Given instruction –
Show every line of the material that contains the word "grass", case counting.

Data provided –
-- Begin --
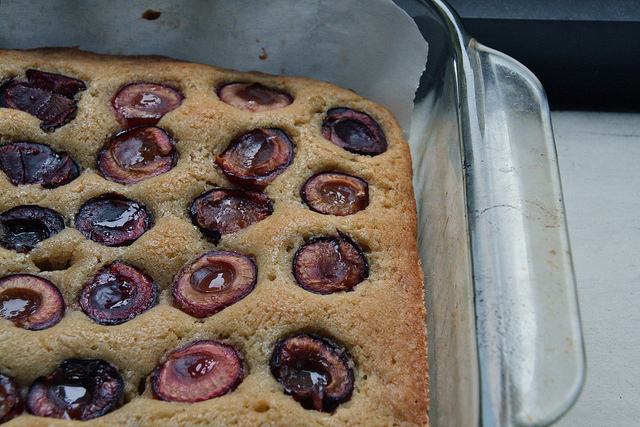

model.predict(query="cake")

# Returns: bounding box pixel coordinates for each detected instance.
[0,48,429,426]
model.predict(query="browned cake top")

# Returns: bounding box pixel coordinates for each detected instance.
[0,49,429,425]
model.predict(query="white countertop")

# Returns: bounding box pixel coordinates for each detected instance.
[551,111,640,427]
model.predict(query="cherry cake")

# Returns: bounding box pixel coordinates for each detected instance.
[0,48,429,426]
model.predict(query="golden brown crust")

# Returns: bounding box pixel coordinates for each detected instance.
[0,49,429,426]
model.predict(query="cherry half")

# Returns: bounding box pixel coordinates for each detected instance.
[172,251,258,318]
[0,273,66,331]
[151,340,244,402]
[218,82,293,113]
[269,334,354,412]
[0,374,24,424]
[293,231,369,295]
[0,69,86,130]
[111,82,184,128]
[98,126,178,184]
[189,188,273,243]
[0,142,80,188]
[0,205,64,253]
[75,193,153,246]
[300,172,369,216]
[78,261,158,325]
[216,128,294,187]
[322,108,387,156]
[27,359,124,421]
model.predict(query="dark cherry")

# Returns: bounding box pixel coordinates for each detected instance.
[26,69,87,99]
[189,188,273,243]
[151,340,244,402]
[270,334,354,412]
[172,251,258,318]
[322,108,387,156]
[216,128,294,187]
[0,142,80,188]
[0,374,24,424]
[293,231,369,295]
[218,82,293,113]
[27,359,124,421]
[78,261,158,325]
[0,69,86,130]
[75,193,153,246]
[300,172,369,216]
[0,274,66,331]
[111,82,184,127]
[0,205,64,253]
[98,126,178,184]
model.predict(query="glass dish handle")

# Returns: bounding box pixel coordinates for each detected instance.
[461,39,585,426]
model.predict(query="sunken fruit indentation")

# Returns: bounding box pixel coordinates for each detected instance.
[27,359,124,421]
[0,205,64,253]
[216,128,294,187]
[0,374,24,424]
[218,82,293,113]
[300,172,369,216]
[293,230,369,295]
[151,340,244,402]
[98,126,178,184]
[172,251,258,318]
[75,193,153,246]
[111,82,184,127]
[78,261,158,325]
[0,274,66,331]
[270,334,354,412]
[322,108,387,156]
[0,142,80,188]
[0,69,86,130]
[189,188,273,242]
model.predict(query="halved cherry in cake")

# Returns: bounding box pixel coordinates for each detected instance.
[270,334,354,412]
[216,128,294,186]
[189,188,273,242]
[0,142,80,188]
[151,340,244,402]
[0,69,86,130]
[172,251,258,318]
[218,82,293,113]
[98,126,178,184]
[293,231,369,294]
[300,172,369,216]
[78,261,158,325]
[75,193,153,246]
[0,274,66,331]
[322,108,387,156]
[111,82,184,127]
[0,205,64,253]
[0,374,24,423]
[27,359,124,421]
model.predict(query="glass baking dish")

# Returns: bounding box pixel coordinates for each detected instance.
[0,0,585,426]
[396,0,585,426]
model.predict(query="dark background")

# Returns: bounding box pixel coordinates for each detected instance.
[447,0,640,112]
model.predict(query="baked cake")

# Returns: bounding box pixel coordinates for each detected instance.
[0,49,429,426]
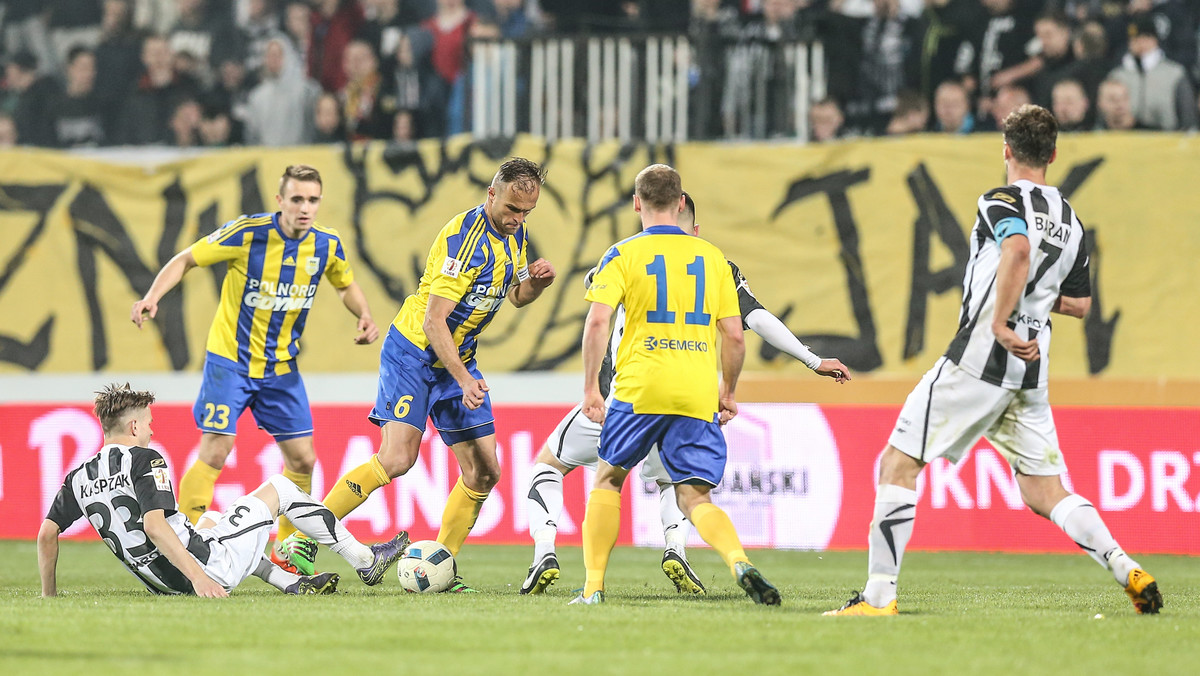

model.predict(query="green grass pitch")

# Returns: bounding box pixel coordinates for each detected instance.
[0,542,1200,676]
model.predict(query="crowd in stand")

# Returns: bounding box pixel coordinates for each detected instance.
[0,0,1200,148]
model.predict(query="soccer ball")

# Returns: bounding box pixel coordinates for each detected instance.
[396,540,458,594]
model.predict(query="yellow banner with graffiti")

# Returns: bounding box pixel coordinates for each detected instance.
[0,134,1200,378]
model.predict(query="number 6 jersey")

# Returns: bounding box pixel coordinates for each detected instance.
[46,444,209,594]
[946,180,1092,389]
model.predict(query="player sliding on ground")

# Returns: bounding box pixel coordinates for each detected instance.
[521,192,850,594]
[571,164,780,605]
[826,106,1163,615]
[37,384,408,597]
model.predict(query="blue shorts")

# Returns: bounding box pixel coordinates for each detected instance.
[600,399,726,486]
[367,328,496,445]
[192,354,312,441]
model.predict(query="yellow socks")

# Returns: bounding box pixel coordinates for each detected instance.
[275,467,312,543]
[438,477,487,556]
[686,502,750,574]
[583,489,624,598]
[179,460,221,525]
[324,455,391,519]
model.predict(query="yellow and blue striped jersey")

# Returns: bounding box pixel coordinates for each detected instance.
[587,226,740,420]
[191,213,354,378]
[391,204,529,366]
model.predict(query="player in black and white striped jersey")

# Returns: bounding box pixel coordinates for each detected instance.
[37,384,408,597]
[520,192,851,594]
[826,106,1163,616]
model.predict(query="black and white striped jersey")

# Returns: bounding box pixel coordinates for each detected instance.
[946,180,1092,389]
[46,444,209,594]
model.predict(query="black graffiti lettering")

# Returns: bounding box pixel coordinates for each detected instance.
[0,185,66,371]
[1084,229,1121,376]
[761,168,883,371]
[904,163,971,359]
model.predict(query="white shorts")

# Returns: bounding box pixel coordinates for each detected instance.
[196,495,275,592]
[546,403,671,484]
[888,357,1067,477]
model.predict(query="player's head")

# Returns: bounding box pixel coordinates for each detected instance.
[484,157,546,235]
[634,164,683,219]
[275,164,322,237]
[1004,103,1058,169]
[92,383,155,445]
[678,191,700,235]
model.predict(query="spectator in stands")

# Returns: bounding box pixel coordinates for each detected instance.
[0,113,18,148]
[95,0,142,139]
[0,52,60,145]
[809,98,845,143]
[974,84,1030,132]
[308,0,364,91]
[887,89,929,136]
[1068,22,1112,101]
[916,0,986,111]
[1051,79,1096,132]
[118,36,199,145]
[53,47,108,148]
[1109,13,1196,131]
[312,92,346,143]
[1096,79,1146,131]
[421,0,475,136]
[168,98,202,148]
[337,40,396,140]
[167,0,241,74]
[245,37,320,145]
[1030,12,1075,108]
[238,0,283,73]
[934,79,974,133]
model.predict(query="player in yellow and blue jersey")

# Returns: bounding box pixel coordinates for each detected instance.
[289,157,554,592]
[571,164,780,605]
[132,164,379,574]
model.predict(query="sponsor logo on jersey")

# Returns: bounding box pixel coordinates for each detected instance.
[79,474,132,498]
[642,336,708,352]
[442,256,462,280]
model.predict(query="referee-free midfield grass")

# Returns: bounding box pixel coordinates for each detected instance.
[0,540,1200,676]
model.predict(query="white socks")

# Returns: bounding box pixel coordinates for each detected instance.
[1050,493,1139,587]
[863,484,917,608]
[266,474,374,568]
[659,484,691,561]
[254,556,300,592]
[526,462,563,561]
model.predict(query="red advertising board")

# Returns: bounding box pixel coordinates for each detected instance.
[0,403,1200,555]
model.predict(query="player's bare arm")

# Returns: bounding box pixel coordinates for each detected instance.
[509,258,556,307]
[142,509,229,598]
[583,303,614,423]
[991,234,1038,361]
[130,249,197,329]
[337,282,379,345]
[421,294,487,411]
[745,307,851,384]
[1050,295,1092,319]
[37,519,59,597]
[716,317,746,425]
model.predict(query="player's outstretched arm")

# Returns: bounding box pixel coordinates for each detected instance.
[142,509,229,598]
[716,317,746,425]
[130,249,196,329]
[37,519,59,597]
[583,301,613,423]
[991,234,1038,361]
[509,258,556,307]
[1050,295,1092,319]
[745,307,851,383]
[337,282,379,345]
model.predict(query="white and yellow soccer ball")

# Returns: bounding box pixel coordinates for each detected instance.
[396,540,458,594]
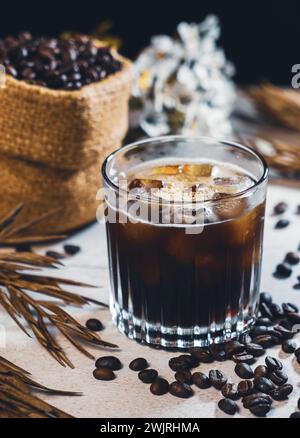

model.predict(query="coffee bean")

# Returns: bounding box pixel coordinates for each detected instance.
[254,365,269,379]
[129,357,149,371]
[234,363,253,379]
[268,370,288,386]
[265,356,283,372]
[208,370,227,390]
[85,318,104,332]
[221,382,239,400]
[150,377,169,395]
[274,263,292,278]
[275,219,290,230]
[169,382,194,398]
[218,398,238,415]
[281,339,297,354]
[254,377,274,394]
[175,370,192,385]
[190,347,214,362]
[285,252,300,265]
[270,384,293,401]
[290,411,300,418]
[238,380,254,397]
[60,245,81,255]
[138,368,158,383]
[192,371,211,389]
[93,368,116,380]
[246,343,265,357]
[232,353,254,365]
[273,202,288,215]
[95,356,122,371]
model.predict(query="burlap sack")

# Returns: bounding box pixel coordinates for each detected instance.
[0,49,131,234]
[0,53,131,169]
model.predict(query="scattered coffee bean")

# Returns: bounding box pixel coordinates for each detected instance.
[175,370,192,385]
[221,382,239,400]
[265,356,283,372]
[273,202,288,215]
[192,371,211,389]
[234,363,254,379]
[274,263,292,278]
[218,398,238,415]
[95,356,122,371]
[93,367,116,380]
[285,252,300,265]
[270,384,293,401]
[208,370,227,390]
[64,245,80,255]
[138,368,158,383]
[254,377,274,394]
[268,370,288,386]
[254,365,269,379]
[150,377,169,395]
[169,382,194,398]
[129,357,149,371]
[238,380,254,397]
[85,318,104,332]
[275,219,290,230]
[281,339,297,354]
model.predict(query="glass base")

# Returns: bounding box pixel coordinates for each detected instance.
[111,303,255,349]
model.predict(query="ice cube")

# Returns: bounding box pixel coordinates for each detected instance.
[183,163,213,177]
-- End --
-- Begin --
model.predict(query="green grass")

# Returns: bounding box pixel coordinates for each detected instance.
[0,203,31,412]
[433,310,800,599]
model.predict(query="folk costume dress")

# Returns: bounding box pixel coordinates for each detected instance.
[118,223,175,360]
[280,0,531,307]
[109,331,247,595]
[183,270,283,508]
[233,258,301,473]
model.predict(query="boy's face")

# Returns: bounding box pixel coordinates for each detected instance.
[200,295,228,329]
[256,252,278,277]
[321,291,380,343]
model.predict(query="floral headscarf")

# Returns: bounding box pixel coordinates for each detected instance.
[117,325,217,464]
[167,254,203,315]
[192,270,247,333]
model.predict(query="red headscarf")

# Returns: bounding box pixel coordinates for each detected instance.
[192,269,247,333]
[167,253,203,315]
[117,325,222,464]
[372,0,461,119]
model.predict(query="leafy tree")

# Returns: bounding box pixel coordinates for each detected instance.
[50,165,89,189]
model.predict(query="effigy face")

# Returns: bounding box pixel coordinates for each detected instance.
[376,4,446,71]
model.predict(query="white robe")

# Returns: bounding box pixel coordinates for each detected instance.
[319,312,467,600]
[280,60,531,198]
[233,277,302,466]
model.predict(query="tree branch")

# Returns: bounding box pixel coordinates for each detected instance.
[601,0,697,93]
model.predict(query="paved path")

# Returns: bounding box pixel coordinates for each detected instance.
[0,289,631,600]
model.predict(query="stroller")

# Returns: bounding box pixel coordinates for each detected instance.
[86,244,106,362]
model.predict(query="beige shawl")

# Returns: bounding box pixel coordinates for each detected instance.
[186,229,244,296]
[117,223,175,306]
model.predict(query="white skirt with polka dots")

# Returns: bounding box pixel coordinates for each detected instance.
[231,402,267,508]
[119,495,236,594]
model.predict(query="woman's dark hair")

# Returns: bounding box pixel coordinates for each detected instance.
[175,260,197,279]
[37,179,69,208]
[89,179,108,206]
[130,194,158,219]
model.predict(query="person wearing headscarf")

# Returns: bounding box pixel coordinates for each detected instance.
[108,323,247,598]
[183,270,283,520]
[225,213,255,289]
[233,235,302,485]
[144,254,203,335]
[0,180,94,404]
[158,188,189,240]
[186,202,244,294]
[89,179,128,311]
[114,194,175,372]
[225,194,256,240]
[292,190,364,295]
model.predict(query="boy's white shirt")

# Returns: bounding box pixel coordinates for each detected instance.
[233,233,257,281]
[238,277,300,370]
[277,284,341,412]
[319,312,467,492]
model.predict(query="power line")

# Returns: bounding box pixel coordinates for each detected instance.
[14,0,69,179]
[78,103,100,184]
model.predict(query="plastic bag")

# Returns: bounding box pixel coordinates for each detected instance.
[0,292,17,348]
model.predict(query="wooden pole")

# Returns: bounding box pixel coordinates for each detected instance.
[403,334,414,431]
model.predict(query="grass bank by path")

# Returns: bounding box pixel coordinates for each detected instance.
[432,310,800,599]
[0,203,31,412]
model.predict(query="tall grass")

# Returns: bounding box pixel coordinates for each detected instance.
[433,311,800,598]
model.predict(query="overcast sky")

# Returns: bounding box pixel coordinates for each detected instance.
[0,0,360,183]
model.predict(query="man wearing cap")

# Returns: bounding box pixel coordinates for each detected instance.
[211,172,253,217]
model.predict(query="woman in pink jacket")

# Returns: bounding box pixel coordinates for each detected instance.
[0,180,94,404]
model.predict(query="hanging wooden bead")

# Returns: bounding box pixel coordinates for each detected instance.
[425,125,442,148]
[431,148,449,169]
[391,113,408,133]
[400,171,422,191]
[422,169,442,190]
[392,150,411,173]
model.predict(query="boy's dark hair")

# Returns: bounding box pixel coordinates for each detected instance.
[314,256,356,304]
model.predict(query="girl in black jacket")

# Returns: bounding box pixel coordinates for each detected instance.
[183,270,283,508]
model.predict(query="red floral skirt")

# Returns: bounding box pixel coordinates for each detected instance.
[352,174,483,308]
-- End --
Exercise output –
model.predict(query="green grass pitch")
model.predict(query="referee-free midfield grass")
model.predict(query="green grass")
model.predict(query="grass bank by path")
model.predict(query="tall grass")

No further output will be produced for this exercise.